**Problem details**
Copy the entries between the lines holding "pixel 18 133." and "pixel 179 190", inclusive, reproducing each line without any change.

**The input**
::::::::::

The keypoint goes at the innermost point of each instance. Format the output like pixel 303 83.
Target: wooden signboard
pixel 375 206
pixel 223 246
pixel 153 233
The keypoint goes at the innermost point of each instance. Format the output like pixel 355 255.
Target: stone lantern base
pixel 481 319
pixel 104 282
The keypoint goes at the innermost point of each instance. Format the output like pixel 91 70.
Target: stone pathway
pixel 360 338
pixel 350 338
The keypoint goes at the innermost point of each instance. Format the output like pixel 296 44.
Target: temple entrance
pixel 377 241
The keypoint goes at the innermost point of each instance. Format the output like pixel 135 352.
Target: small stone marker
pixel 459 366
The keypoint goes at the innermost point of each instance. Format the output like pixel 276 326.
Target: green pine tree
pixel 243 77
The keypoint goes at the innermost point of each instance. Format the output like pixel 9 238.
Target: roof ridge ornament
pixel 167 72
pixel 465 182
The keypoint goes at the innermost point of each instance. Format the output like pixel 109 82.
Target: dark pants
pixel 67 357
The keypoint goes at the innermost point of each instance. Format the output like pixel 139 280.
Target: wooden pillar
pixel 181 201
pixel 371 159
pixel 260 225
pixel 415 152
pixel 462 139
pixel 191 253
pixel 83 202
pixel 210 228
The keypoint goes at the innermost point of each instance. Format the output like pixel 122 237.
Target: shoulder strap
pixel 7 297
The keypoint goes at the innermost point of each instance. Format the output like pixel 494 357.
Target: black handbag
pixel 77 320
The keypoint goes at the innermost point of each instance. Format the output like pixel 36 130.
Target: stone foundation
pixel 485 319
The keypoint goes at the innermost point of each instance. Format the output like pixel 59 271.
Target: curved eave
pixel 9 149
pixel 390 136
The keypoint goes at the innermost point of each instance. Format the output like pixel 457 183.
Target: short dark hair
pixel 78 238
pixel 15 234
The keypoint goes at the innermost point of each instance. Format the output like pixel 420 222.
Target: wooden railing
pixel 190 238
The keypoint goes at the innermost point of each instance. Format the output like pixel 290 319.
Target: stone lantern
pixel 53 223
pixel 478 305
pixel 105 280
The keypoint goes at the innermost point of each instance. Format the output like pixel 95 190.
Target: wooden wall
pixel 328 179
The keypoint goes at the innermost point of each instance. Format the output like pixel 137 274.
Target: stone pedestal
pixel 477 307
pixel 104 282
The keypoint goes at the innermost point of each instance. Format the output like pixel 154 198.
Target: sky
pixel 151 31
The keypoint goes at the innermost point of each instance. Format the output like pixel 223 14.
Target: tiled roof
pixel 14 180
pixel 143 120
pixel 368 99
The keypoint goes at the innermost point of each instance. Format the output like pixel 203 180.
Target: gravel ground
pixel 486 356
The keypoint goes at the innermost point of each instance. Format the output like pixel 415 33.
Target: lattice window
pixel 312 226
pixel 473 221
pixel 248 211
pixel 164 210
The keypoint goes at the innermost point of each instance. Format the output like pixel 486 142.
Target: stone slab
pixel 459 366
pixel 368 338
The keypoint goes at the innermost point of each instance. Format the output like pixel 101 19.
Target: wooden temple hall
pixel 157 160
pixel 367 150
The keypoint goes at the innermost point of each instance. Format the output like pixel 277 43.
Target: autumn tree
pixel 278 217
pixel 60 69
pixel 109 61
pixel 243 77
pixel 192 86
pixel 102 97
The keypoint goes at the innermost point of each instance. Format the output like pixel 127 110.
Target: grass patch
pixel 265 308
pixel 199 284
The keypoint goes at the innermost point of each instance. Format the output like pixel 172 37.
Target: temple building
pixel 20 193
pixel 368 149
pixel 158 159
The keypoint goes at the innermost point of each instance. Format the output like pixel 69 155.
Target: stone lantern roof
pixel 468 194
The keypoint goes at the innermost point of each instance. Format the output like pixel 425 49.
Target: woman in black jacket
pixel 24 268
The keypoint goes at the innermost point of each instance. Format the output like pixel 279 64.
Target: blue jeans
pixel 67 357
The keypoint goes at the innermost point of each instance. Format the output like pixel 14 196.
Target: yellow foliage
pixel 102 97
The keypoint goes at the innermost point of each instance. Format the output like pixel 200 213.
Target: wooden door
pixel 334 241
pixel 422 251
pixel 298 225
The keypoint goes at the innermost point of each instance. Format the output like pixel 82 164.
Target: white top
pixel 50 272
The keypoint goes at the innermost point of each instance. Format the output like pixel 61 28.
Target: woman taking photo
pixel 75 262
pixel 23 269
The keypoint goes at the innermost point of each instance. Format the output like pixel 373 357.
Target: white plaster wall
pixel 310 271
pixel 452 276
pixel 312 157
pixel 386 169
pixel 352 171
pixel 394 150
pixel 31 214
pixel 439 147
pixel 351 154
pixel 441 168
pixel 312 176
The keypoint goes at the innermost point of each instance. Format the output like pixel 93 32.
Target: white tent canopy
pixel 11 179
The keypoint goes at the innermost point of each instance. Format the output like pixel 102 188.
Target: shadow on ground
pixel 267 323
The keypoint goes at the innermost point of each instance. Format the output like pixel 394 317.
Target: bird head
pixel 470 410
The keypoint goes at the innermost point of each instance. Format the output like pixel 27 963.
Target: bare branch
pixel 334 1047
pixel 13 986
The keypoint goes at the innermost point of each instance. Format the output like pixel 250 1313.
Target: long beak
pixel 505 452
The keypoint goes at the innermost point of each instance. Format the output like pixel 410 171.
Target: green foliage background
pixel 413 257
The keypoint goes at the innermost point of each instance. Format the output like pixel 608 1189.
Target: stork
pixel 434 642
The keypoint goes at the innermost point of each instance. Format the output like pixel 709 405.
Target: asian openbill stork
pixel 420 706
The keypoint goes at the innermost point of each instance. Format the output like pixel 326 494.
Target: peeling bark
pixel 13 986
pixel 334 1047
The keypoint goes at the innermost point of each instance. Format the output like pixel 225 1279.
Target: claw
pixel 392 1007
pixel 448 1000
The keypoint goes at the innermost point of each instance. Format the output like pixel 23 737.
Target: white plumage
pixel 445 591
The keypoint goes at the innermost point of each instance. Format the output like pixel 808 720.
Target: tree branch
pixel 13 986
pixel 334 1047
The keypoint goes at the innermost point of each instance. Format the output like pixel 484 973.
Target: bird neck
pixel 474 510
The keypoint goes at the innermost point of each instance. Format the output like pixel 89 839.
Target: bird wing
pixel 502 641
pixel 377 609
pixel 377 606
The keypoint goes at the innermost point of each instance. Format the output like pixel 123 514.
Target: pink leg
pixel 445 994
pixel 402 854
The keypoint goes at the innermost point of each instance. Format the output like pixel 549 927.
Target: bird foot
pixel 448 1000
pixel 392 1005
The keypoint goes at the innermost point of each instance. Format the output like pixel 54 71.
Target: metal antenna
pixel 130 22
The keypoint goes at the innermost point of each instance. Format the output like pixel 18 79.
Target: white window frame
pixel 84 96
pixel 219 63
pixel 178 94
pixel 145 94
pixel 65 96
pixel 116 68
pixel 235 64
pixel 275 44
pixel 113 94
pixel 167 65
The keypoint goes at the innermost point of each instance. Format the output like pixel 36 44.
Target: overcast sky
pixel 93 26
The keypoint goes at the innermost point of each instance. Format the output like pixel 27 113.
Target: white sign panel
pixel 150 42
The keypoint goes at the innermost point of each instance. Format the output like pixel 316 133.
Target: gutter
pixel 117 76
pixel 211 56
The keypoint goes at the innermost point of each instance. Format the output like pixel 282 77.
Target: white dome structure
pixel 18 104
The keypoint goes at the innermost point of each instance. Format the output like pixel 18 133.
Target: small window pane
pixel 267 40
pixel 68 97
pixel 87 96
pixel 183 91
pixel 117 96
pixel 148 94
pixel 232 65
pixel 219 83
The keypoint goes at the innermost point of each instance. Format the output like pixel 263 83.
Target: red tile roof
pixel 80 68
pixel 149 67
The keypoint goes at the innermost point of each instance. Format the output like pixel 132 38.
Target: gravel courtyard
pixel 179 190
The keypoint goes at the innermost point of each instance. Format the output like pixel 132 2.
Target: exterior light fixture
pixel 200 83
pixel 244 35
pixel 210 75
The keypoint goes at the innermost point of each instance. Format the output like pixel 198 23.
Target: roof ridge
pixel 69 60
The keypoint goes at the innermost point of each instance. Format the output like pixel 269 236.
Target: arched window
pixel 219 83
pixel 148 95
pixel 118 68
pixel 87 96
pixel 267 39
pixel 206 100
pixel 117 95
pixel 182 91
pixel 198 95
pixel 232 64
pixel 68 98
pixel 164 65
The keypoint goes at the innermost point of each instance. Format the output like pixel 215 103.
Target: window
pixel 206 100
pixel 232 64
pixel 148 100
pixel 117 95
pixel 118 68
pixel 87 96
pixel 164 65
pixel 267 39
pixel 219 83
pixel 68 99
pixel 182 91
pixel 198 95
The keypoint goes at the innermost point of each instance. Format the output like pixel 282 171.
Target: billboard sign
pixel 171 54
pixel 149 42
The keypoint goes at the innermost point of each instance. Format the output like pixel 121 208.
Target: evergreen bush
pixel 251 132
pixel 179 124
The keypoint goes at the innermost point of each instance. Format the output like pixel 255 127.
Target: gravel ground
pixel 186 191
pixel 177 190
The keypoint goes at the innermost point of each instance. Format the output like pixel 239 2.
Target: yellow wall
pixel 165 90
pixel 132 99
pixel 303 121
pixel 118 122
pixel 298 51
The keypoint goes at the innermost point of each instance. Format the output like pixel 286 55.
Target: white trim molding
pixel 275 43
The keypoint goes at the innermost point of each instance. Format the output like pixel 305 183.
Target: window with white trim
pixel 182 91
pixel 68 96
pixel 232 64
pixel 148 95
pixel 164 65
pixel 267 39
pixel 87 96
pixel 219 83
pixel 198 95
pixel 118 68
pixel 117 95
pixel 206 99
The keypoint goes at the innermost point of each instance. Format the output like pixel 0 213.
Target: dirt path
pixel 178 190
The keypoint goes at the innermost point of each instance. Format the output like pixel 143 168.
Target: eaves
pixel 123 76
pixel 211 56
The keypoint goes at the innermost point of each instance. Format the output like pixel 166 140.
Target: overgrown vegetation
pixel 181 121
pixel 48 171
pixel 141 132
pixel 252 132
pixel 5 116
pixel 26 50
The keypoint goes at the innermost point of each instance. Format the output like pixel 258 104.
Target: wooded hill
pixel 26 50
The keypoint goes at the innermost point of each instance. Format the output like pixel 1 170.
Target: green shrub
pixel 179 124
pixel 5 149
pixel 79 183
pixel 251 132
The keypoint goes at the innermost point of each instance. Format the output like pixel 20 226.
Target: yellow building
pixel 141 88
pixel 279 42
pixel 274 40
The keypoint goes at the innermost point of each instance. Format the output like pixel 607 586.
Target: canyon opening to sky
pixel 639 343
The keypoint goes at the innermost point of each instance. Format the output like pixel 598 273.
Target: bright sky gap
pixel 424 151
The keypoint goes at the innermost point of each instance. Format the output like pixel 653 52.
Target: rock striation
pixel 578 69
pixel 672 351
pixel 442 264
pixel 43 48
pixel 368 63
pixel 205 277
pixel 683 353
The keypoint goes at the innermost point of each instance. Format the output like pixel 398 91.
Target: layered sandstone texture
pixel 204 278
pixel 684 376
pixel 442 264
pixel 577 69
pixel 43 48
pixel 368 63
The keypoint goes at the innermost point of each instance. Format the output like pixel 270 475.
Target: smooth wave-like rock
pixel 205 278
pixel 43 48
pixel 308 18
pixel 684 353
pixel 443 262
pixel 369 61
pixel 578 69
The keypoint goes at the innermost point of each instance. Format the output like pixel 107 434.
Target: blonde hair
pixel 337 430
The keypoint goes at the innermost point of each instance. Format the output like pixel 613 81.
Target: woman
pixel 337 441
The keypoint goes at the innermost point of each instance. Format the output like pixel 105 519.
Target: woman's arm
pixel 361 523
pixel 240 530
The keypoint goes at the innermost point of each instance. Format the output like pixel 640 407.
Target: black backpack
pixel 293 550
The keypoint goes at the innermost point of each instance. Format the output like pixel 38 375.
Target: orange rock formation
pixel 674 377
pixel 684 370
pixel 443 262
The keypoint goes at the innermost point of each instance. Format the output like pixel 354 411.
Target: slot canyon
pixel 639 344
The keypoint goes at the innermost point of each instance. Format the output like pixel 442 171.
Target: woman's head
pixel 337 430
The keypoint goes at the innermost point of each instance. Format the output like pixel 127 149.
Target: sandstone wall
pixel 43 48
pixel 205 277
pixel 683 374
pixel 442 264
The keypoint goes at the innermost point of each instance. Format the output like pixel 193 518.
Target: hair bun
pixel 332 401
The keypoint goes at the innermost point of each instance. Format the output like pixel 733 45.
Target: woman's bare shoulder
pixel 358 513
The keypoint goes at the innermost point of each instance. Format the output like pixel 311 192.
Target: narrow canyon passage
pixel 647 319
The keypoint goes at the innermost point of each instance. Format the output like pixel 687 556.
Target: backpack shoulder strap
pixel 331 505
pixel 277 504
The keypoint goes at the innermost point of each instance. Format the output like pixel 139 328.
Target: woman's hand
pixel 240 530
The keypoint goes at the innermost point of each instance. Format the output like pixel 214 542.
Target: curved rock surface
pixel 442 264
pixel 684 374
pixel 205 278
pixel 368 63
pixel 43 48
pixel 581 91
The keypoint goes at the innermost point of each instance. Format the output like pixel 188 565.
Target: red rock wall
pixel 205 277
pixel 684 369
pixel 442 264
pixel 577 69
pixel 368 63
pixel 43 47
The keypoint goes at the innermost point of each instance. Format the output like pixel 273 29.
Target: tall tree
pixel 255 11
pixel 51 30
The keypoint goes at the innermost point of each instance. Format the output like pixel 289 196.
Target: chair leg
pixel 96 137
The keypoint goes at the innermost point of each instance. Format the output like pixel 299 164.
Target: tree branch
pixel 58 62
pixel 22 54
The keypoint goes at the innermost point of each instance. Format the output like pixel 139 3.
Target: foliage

::::::::::

**Finished task**
The keypoint goes at the innermost point of each instance. Format the output like pixel 18 133.
Target: small window pane
pixel 267 40
pixel 68 97
pixel 87 96
pixel 183 91
pixel 117 96
pixel 148 94
pixel 232 65
pixel 219 83
The keypoint goes at the innermost point of each instance. Format the output like pixel 263 83.
Target: red tile roof
pixel 80 68
pixel 149 67
The keypoint goes at the innermost point of each instance. Format the output like pixel 132 38.
Target: gravel courtyard
pixel 179 190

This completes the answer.